Retype only what runs from the line that contains "Pass the picture above and point out the clock hand, giving" through the last line of the listing below, both lines included.

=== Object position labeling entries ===
====================
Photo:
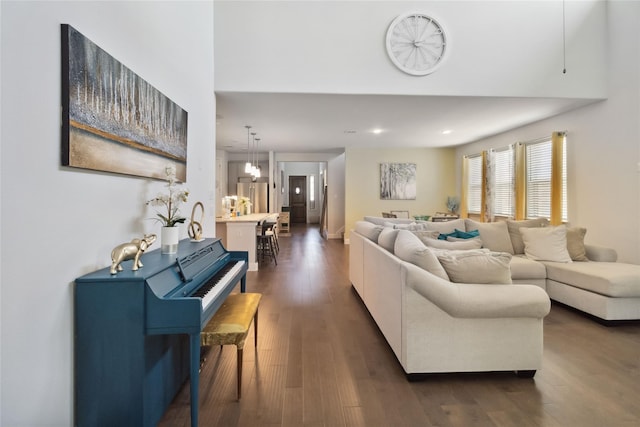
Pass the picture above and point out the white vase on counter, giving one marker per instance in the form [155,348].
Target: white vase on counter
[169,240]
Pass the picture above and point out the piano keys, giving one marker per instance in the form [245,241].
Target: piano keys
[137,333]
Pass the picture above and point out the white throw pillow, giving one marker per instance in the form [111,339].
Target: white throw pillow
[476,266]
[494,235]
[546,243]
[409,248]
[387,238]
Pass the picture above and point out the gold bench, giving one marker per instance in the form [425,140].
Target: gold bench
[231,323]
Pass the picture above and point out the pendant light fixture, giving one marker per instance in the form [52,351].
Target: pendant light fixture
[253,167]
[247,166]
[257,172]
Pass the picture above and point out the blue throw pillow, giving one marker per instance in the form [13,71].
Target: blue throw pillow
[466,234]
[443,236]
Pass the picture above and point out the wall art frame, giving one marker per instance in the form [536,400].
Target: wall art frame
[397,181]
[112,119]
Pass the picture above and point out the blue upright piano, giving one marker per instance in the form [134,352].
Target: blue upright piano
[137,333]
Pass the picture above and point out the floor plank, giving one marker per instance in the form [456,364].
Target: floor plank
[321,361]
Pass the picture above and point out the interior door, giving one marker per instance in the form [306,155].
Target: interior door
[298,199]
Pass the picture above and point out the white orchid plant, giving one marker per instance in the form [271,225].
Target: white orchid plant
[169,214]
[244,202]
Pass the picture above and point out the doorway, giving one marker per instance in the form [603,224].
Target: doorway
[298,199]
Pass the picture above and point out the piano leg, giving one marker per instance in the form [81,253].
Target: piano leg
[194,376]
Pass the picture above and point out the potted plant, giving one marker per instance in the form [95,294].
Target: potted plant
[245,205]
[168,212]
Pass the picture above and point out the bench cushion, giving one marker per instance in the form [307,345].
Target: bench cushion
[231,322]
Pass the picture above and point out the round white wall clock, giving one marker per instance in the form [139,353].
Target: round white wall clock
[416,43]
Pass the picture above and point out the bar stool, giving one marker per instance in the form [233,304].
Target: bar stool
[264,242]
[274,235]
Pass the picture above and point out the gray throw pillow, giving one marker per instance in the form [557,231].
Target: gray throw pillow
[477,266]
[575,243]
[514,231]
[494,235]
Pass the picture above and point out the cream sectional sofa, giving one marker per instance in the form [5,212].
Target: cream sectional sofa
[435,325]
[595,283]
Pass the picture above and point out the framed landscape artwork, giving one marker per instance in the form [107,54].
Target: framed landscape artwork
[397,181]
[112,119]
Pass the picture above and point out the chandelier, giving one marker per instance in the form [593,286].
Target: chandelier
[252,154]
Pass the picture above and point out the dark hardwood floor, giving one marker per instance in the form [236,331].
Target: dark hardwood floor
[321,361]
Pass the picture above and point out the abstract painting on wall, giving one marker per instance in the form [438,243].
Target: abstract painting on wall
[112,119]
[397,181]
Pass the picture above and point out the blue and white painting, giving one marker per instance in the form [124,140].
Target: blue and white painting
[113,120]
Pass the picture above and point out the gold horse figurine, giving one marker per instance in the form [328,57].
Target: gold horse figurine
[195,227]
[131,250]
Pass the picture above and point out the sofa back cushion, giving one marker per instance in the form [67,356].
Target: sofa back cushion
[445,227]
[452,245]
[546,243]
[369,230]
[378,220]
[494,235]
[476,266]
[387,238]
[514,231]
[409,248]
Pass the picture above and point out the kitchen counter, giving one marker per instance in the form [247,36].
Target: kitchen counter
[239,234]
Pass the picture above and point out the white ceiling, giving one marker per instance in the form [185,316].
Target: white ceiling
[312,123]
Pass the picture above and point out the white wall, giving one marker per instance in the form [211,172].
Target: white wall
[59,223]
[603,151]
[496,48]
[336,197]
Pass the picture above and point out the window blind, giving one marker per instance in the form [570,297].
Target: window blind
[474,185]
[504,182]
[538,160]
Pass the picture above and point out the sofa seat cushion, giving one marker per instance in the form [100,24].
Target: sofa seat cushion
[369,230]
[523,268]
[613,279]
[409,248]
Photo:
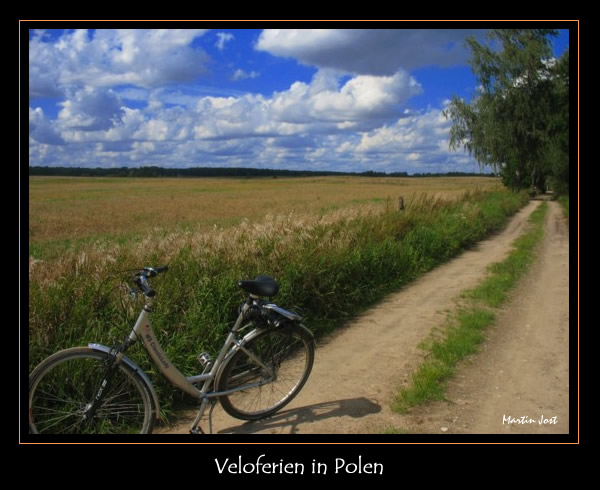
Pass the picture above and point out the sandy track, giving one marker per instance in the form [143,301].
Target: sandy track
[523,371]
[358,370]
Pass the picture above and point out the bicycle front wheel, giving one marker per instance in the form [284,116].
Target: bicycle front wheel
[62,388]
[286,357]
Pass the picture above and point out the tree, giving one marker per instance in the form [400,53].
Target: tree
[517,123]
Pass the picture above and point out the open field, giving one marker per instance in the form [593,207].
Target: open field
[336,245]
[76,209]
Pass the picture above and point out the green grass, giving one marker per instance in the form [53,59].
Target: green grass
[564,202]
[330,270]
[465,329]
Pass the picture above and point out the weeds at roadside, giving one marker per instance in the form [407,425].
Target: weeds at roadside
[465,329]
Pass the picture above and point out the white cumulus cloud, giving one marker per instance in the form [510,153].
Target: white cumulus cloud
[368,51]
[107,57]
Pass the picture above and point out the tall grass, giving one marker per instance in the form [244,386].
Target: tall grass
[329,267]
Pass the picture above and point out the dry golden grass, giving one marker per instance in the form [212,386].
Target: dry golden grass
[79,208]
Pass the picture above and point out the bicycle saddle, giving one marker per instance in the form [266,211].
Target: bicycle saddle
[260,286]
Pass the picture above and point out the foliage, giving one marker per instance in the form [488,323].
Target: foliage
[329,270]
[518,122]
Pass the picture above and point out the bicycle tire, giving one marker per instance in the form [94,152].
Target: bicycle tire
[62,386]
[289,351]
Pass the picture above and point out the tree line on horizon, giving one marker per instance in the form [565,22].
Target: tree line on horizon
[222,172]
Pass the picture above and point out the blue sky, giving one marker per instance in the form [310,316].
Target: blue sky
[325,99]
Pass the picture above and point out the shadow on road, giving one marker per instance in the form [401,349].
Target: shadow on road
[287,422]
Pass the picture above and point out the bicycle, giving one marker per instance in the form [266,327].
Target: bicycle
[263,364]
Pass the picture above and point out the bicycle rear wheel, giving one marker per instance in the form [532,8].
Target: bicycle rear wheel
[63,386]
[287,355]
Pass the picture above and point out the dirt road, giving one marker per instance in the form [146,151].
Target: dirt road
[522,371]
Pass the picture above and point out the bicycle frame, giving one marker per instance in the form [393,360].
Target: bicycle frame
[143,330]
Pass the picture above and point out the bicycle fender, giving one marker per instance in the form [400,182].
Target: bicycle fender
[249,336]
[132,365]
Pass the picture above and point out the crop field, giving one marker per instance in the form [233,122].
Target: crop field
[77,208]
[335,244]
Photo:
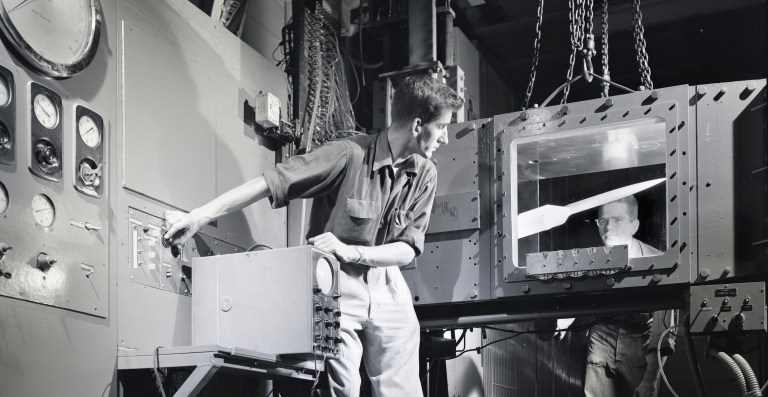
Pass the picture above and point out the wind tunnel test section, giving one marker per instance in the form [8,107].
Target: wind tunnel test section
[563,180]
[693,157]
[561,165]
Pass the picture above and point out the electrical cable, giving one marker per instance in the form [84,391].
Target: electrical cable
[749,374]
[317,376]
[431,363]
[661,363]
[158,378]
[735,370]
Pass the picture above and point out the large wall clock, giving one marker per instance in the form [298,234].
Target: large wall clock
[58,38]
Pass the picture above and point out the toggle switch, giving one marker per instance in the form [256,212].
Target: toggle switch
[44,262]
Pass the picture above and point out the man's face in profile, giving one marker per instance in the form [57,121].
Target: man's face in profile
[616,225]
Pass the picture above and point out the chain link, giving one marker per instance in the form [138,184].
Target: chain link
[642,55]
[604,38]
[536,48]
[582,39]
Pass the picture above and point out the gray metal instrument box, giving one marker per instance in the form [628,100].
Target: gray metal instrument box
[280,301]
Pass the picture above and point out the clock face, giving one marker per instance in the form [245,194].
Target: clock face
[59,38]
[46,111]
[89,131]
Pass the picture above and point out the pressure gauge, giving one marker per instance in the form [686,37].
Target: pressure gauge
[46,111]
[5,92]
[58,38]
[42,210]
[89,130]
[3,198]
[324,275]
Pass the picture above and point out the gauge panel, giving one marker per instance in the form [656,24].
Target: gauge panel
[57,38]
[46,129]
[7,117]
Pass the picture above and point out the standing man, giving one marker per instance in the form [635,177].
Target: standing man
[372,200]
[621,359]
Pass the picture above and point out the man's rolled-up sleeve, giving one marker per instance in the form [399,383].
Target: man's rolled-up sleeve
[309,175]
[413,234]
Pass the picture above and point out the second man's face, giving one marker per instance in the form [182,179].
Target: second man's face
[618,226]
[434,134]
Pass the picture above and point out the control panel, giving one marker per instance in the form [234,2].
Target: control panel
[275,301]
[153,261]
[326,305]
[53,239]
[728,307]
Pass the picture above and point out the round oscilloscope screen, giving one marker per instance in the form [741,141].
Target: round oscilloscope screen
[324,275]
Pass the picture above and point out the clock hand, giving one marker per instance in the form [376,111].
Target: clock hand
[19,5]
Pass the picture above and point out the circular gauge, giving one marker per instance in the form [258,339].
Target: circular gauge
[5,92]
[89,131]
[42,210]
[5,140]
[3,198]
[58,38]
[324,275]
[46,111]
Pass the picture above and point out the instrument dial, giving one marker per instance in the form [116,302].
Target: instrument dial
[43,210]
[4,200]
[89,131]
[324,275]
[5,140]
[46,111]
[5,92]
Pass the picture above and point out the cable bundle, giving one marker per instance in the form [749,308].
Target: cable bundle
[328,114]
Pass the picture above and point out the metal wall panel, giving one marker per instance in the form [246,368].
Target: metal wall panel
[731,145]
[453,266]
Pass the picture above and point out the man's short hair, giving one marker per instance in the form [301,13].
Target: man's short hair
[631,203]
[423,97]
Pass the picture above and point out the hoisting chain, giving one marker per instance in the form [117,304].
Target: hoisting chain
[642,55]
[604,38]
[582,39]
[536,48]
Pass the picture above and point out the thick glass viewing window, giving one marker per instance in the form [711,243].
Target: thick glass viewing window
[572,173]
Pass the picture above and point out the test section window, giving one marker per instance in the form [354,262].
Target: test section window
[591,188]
====================
=== WORKED SOLUTION ===
Pass the picture above and point out the clock hand, giving one marker per instance in the form [376,111].
Target: clock hand
[19,5]
Pass the picture above and point out the circular gauge, giving one marker per instance in the form [258,339].
Target: circular gauge
[5,92]
[89,131]
[42,210]
[5,140]
[3,198]
[58,38]
[324,275]
[46,111]
Pass the picture above and point out the instrument dial, giving one marker per instance in the form [116,302].
Target: instrument dial
[43,210]
[4,200]
[89,131]
[324,275]
[5,140]
[46,111]
[5,92]
Pass the picture above and point out the cable bundle, giving one marker per instance in the form [749,308].
Target: cable bundle
[328,114]
Pass the picture above and point out the metal wall panel, giving one marker per instance in the form [246,368].
Target: metal wall panel
[731,145]
[453,266]
Pass the picture above and point out the man's short hair, giving one marker per instance in the form [301,13].
Target: man's short hair
[631,203]
[423,97]
Pass the picture above and point out the hoisting chain, giving one marker per instance in the form [117,304].
Target: hoisting chain
[642,55]
[604,38]
[582,39]
[536,48]
Pass the picture above and point out the thick glass viewing window, giving one marker per instance in the form [711,243].
Target: thick glass viewing window
[572,173]
Pass the picture above and point out the test section window, giving one marker per instance in the form [354,262].
Target: test section window
[591,188]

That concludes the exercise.